## FRAGMENTO DEL TEXTO
^^^^^^^^

De tapa dura, impecable, tiene un prólogo del escritor colombiano Juan Gabriel Vázquez. Hiroshima se divide en cinco capítulos.

Vázquez cuenta que ese texto original del New Yorker se convirtió en “el artículo más famoso del mundo”, que fue leído “entero, sí, por radio” y que su única traducción en castellano fue hecha en Argentina, en los 60. “Hersey explica por qué quiso escribir acerca de lo sucedido no a los edificios, sino a los seres humanos”, explica Vázquez para diferenciar ese relato de lo que se publicaba en aquel entonces.

Un resplandor silencioso es el primer capítulo del texto de Hersey. Presenta a los sobrevivientes: los describe en base a sus profesiones y lo que hacían minutos o segundos antes de la bomba. “Entonces cortó el cielo un resplandor tremendo”, le dice uno de ellos al autor, quien luego aclara que “casi nadie en Hiroshima recuerda haber oído nada cuando cayó la bomba”. Y después: “Bajo lo que parecía ser una nube de polvo local, el día se hizo más y más oscuro”. Una mujer agrega que “todo brilló con el blanco más blanco que jamás hubiera visto”. Y otro testimonio: “Justo al girar la cabeza y dar la espalda a la ventana, el salón se llenó de una luz cegadora. (...) Todo se desplomó”.

^^^^^^^^

## INFORMACIÓN
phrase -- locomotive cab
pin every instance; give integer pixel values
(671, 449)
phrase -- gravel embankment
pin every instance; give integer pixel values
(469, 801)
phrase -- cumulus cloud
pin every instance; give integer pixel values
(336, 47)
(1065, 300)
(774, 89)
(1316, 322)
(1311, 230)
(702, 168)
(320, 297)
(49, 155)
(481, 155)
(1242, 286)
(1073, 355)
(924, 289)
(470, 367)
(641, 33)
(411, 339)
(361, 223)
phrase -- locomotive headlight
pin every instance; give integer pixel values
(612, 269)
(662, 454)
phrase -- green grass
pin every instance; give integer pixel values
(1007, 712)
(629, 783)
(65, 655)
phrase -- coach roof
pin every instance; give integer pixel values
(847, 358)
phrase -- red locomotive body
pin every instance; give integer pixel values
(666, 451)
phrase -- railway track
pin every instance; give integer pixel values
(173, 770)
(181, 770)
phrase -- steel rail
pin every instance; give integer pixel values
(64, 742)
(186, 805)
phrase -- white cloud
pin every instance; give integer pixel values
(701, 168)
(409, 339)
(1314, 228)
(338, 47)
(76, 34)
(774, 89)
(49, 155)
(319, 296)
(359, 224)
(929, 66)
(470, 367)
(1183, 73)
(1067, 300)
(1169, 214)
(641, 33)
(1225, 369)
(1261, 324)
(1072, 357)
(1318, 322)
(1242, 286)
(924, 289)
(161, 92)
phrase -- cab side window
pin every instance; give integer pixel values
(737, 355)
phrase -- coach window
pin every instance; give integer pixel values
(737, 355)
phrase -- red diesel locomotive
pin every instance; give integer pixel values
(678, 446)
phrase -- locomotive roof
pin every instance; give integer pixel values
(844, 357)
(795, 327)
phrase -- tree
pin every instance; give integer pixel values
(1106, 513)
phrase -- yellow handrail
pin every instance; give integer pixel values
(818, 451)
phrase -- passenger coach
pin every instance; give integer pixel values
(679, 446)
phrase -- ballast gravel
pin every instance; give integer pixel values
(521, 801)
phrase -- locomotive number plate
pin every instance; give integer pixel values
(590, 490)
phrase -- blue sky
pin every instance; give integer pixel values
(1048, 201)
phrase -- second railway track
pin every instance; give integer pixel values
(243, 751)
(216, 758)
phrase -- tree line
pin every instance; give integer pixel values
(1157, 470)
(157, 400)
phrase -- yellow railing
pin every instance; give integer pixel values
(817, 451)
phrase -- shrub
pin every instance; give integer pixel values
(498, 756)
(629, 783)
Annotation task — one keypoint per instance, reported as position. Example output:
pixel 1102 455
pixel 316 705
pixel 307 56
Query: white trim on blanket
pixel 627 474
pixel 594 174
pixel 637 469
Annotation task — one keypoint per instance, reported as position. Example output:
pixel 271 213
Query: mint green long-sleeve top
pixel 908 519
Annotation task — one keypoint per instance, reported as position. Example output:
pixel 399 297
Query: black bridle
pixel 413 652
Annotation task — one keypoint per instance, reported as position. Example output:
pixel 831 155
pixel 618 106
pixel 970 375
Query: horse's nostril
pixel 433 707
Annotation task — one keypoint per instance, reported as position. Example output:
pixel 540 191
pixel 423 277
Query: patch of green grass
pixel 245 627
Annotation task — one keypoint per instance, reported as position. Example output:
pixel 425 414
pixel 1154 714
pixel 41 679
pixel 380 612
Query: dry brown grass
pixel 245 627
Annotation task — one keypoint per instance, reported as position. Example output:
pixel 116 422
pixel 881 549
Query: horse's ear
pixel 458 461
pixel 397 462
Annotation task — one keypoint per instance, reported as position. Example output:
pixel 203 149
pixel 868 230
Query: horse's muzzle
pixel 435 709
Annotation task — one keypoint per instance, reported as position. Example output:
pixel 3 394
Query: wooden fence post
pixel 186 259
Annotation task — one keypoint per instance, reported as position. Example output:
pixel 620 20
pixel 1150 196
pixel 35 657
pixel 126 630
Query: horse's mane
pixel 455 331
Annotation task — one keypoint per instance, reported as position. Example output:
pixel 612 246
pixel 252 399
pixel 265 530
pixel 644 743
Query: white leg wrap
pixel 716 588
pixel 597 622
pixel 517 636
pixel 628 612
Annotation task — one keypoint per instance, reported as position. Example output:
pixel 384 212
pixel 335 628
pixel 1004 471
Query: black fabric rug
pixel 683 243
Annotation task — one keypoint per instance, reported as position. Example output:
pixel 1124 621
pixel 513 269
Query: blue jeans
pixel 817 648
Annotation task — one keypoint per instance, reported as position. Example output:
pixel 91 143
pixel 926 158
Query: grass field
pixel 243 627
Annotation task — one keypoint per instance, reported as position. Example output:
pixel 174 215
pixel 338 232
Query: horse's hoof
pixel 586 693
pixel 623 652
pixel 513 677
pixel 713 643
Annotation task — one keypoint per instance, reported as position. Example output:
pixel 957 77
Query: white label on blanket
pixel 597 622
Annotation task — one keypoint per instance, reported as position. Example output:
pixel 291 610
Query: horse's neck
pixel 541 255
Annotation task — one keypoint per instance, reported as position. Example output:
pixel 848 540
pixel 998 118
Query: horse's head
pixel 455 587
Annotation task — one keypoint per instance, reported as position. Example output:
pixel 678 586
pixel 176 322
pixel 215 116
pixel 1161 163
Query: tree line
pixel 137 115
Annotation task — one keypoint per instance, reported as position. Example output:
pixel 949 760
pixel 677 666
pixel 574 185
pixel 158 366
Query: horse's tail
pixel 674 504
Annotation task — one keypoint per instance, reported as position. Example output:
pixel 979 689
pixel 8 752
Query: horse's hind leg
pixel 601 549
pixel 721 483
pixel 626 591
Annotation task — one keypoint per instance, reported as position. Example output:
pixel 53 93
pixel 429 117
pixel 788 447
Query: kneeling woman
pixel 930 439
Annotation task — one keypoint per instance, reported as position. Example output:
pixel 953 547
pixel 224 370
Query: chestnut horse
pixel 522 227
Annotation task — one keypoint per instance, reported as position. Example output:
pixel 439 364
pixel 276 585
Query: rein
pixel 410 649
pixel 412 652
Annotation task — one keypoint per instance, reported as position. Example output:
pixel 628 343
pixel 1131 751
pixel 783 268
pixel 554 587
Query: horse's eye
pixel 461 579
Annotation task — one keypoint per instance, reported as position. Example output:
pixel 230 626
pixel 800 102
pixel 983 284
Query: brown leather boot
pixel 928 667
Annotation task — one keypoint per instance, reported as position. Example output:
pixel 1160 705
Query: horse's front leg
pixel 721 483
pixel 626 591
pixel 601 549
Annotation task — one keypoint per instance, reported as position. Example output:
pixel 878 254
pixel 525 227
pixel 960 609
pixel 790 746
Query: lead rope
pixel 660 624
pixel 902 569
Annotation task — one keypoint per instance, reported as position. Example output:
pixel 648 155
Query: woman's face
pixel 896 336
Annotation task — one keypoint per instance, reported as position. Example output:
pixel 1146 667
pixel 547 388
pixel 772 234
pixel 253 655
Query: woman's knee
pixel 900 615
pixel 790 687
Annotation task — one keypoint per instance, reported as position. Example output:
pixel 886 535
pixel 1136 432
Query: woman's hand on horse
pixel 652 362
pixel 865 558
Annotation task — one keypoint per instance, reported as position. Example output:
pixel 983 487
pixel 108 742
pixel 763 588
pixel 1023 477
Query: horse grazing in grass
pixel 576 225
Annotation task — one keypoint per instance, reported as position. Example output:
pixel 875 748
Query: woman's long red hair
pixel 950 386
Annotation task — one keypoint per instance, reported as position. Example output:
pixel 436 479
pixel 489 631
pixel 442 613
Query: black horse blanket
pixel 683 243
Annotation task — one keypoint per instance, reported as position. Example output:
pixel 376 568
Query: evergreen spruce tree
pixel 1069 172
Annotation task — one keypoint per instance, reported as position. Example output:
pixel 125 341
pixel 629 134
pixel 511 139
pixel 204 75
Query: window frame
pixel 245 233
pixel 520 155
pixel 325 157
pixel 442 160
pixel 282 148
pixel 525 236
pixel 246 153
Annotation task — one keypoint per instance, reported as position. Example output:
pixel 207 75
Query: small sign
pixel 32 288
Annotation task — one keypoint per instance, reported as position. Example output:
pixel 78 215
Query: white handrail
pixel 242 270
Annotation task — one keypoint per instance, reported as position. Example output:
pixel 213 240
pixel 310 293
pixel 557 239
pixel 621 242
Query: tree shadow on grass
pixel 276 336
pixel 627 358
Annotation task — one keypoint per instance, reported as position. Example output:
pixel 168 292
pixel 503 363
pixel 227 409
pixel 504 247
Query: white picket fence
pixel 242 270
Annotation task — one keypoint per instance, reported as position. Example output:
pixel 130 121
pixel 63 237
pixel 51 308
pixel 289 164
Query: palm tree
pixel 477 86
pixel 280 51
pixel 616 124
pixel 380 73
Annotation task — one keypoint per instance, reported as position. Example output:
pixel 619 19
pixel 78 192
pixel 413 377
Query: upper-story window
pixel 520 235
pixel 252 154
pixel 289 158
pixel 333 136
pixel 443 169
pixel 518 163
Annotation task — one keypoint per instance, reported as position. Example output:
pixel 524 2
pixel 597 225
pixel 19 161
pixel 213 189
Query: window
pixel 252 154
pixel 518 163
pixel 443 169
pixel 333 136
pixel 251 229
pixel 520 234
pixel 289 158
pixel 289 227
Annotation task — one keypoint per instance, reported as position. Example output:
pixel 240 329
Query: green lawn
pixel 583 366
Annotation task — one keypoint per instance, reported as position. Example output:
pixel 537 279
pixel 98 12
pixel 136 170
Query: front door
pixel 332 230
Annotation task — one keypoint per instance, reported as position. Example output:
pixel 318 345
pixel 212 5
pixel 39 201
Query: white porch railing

^^^^^^^^

## INSTRUCCIONES DE TAREA
1. Actualiza el fragmento desde "De tapa dura, impecable, tiene" hasta "en aquel entonces.", ambos incluidos, y pon "español" en lugar de "castellano".
2. Prosigue el fragmento sobre el libro Hiroshima a partir de su última oración.
Los registros proceden de otra fuente.

## RESULTADOS
1.
De tapa dura, impecable, tiene un prólogo del escritor colombiano Juan Gabriel Vázquez. Hiroshima se divide en cinco capítulos.

Vázquez cuenta que ese texto original del New Yorker se convirtió en “el artículo más famoso del mundo”, que fue leído “entero, sí, por radio” y que su única traducción en español fue hecha en Argentina, en los 60. “Hersey explica por qué quiso escribir acerca de lo sucedido no a los edificios, sino a los seres humanos”, explica Vázquez para diferenciar ese relato de lo que se publicaba en aquel entonces.

2.
El segundo capítulo es El fuego. Se cuentan los momentos que siguieron a la bomba. “Las casas ardían; cuando comenzaron a caer gotas de agua del tamaño de canicas, el señor Tanimoto creyó que venían de las mangueras de los bomberos que luchaban contra el incendio. (En realidad, eran gotas de humedad condensada que caían de la turbulenta torre de polvo, aire caliente y fragmentos de fisión que ya se había elevado varios kilómetros sobre Hiroshima)”, describe Hersey en base a testigos. Alguien recordará que “los niños estaban callados, salvo Myeko, la de cinco años, que no paraba de hacer preguntas: ‘¿por qué se ha hecho de noche tan temprano? ¿Por qué se ha caído nuestra casa? ¿Qué ha pasado?’”.

Otro contará que se refugió en un río, bajo un puente, desde donde veía a gente inmovilizada entre maderas, y que escuchaba gritos; un médico dirá que ayudaba como podía y que al hospital llegaba gente “arrastrándose”. Hersey le pone números a los hechos: “En una ciudad de 245.000 habitantes, cerca de cien mil habían muerto o recibido heridas mortales en un solo ataque; cien mil más estaban heridos”. Ese mismo médico, unas líneas debajo, será descripto como alguien que “pasmado ante tanta carne viva, (...) perdió por completo el sentido de la profesión y dejó de comportarse como un cirujano habilidoso y un hombre comprensivo; se transformó en un autómata que mecánicamente limpiaba, untaba, vendaba, limpiaba, untaba, vendaba”.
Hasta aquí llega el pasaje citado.